-- WHAT IS REQUIRED --
Print the listing that follows, character for character.

-- INFORMATION SUPPLIED --
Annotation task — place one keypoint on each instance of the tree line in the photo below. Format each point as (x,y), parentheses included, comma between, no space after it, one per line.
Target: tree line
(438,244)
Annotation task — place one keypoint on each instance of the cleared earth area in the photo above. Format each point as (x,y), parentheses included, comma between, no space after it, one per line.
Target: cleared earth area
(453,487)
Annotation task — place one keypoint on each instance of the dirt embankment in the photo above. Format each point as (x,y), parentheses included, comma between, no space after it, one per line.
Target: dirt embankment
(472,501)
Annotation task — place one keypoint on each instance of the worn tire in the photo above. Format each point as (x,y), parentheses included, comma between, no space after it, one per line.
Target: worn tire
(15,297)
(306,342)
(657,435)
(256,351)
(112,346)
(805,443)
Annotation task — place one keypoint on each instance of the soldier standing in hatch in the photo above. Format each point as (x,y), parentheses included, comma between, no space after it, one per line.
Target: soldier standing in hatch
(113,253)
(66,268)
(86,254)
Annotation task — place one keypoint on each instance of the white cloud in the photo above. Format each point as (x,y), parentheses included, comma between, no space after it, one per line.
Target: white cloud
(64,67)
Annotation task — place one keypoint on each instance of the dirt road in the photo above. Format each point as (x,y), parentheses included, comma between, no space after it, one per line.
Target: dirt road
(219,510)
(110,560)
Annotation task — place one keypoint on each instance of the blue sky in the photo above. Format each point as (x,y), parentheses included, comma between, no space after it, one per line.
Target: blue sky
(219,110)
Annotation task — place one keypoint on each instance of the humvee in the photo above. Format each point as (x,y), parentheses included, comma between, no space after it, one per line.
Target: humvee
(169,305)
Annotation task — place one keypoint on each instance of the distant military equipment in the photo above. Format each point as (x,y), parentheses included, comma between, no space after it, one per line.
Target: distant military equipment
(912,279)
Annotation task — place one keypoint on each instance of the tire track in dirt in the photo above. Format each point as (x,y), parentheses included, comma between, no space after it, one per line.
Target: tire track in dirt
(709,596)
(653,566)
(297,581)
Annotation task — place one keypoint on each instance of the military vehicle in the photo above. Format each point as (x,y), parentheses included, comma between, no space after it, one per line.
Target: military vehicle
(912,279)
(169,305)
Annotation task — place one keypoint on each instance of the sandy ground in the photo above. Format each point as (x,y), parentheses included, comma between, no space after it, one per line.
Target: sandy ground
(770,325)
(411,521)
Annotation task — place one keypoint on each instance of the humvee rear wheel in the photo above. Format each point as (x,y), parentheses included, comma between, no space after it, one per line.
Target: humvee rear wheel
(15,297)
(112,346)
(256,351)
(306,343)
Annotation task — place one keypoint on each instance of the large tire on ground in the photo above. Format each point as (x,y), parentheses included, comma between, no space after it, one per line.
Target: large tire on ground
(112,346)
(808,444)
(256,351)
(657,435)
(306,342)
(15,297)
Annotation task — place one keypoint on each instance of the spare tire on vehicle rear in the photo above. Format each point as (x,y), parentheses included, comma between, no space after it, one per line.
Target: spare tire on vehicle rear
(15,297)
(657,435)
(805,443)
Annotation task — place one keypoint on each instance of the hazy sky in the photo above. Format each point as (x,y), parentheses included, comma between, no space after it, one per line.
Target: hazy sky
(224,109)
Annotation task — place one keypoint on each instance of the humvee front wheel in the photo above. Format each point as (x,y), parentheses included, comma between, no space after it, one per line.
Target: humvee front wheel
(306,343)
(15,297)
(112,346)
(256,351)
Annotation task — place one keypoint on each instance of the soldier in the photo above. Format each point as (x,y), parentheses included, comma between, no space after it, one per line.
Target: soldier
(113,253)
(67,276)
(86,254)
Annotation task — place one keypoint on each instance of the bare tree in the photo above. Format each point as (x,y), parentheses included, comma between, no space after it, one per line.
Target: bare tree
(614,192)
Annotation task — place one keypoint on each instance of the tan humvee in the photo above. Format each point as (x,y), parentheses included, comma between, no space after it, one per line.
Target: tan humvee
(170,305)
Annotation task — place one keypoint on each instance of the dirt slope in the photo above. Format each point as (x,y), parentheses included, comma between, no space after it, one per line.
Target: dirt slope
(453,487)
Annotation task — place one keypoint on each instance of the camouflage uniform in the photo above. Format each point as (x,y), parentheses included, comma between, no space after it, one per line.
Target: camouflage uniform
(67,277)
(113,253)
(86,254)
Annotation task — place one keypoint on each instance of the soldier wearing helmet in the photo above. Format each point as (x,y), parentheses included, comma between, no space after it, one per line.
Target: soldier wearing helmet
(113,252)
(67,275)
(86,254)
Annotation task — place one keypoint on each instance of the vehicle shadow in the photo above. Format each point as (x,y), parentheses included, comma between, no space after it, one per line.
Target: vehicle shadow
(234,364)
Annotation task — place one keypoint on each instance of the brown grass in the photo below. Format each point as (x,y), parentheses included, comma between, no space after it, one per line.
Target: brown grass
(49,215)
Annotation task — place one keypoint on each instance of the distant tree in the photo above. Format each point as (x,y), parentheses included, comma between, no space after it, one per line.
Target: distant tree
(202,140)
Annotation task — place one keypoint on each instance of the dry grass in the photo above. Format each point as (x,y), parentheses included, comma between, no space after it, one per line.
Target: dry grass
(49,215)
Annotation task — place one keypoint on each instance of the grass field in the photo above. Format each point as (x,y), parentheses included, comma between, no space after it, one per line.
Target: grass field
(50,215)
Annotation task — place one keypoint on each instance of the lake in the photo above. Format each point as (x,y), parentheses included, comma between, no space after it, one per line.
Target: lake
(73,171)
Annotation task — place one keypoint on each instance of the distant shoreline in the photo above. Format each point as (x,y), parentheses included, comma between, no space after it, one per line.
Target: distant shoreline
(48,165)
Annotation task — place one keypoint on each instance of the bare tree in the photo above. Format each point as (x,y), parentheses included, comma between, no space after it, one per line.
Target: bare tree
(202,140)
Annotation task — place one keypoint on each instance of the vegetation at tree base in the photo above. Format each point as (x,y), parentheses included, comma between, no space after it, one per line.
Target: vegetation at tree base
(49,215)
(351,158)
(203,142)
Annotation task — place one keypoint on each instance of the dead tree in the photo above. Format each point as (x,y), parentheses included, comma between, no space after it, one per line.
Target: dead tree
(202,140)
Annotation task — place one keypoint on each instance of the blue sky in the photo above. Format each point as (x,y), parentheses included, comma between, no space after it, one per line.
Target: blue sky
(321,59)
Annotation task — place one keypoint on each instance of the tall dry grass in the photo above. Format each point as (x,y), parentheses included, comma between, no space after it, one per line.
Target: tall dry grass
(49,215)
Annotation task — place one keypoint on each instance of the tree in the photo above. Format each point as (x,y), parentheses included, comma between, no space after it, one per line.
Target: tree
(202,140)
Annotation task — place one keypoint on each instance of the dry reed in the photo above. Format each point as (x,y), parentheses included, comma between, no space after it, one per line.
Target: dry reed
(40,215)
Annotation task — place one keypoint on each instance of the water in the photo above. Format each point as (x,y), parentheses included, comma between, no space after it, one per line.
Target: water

-- SOLUTION FOR THIS EXERCISE --
Annotation task — place one keypoint on each instance of the tree line in the photo below. Format each point as (x,y), parentheses included, comma between, no space after it, one per line.
Target: tree line
(438,244)
Annotation task — place one keypoint on each instance of the cleared earth area in the photo above. Format each point as (x,y), parentheses included, comma between, no space after it, one per line.
Target: cleared earth area
(453,487)
Annotation task — place one keypoint on each instance of the dirt embankment in the photo above. Format each point as (x,y), parentheses included, comma between, no space after it, one per line.
Target: dirt embankment
(472,501)
Annotation task — place one keypoint on each instance of the worn tire in the photo above. Format each point as (x,y), parentheses included, comma between, no space after it, one per line.
Target: worn tire
(15,297)
(306,342)
(657,435)
(256,351)
(112,346)
(805,443)
Annotation task — place one keypoint on each instance of the soldier standing in hatch in the photo above. Format each point as (x,y), parentheses included, comma between, no space after it, one per line.
Target: soldier standing in hatch
(113,253)
(66,268)
(86,254)
Annotation task — place one keypoint on each instance of the white cloud in the photo above. Format each point as (x,y), parentheses included, comma between, no space after it, one per line.
Target: white cloud
(64,67)
Annotation task — place one keypoint on each instance of the dirt road in the photo above. Format each point as (x,y), parentheses included, comma between, no space after it, one per line.
Target: dirt road
(219,510)
(110,560)
Annotation task — place one keypoint on each instance of the blue sky in the photo above. Format each point as (x,y), parentheses included, comma between, no space after it, one per line.
Target: blue sky
(219,110)
Annotation task — place one keypoint on each instance of the humvee in the photo above. Format each point as (x,y), parentheses included, comma between, no space after it, one per line.
Target: humvee
(169,305)
Annotation task — place one keypoint on each instance of the distant military equipment in the photo above. Format each point as (x,y), parentheses included, comma between, no space after it, one per line.
Target: distant military equipment
(912,279)
Annotation task — place one keypoint on each instance of the tire track in dirt in the photo above. Format each point as (x,y), parentheses included, comma between, no space after it, one per line.
Target: tire track in dirt
(709,596)
(653,566)
(297,581)
Annotation task — place one keypoint on each instance of the military vehicle in the photo above. Format each point as (x,y), parentheses included, comma between, no space after it, one per line.
Target: military vehicle
(912,279)
(169,305)
Annotation task — place one keypoint on each instance of the sandy ground in the photo above. Format each point as (x,y), parentheses included, comma between, no space after it, one per line.
Target: sandy ground
(770,325)
(411,521)
Annotation task — place one keypoint on each instance of the humvee rear wheel in the photo above. Format each point as (x,y), parentheses included, comma between, no space after it, one per line.
Target: humvee rear wheel
(15,297)
(112,346)
(256,351)
(306,343)
Annotation task — place one keypoint on each instance of the large tire on ground in the photo above. Format each point as (x,y), parentheses included, comma between, no space after it, one per line.
Target: large tire on ground
(112,346)
(808,444)
(256,351)
(657,435)
(306,342)
(15,297)
Annotation task — place one keypoint on each instance of the spare tire on vehicle rear in the photo above. Format each point as (x,y), parentheses included, comma between, no space after it, one per line.
Target: spare tire on vehicle rear
(15,297)
(657,435)
(805,443)
Annotation task — place one keypoint on each instance of the hazy sky in the photo above. Format each point as (x,y), parentheses included, comma between, no space after it, one per line.
Target: hazy sky
(224,109)
Annotation task — place one keypoint on each instance of the humvee front wheel in the photo above. Format each point as (x,y), parentheses included, comma between, no space after it, one per line.
Target: humvee front wheel
(306,343)
(15,297)
(112,346)
(256,351)
Annotation task — place one keypoint on each instance of the soldier in the photo above. Format each point as (x,y), parentheses included, comma between, no space after it, one per line.
Target: soldier
(113,253)
(67,276)
(86,254)
Annotation task — place one keypoint on each instance of the bare tree in the photo above. Format each point as (x,y), parentheses included, comma between, no space after it, one per line.
Target: bare tree
(614,192)
Annotation task — place one keypoint on each instance of the tan humvee in the photo above. Format each point as (x,y), parentheses included, comma between, no space after it, one per line.
Target: tan humvee
(170,305)
Annotation task — place one keypoint on each instance of the dirt slope in the photo above. Format each point as (x,y), parentheses included, comma between, no space after it, one per line.
Target: dirt slope
(453,487)
Annotation task — place one keypoint on each instance of the camouflage uniform in the photo above. Format each point as (x,y), parentheses included, comma between, no space after it, one per line.
Target: camouflage uniform
(67,277)
(113,253)
(86,254)
Annotation task — place one keypoint on each instance of the soldier wearing helmet in the photo above. Format each point as (x,y), parentheses included, comma between, no space after it, one per line.
Target: soldier wearing helmet
(113,252)
(67,275)
(86,254)
Annotation task — place one keypoint on each instance of the vehicle shadow in the photo above. Format each point as (x,y), parentheses included, comma between, no space after it, one per line.
Target: vehicle shadow
(234,364)
Annotation task — place one keypoint on each instance of the brown grass in the photo below. Format each point as (x,y), parentheses included, comma between, no space after it, one per line.
Target: brown grass
(49,215)
Annotation task — place one keypoint on each instance of the distant tree in the photo above. Format each point as (x,y), parentheses included, comma between, no space after it, one per line.
Target: distant tree
(202,140)
Annotation task — place one keypoint on each instance of the dry grass in the photo above. Format each point as (x,y), parentheses included, comma between, no space after it, one per line.
Target: dry grass
(49,215)
Annotation task — place one keypoint on each instance of the grass field in the photo above. Format each point as (x,y), parentheses included, comma between, no space after it, one per line.
Target: grass field
(50,215)
Annotation task — place one keypoint on each instance of the lake in the photo above. Format each point as (x,y), parentheses included, comma between, no space after it, one per line.
Target: lake
(73,171)
Annotation task — place one keypoint on each instance of the distant shoreline in the photo above. Format each point as (x,y), parentheses included, comma between, no space after it, one per line.
Target: distant shoreline
(48,165)
Annotation task — place one keypoint on each instance of the bare tree in the photo above. Format each point as (x,y), parentheses included, comma between, no space after it, one per line.
Target: bare tree
(202,140)
Annotation task — place one keypoint on each instance of the vegetation at tree base in the photo above. Format each point as (x,y), parentheses included, comma between, no space after it, one per line.
Target: vegetation at tree base
(49,215)
(351,158)
(203,142)
Annotation task — place one keypoint on each instance of the dead tree in the photo above. Format each point as (x,y), parentheses included, comma between, no space after it, one per line.
Target: dead tree
(202,140)
Annotation task — place one keypoint on each instance of the blue sky in the photo above. Format each point as (x,y), parentheses included, comma between, no space after it, one per line.
Target: blue sky
(321,59)
Annotation task — place one keypoint on each instance of the tall dry grass in the photo above. Format each point as (x,y), parentheses included, comma between, no space after it, one per line.
Target: tall dry grass
(49,215)
Annotation task — place one keypoint on each instance of the tree in the photo above. Format each point as (x,y), parentheses included, comma between, no space after it, one per line.
Target: tree
(202,140)
Annotation task — place one keypoint on each instance of the dry reed in the photo above. Format each point as (x,y), parentheses included, comma between, no space after it, one per line.
Target: dry reed
(40,215)
Annotation task — place one keypoint on each instance of the water in the photo above. Format each point as (x,y), parentheses included, comma between, no space after it, one per line.
Target: water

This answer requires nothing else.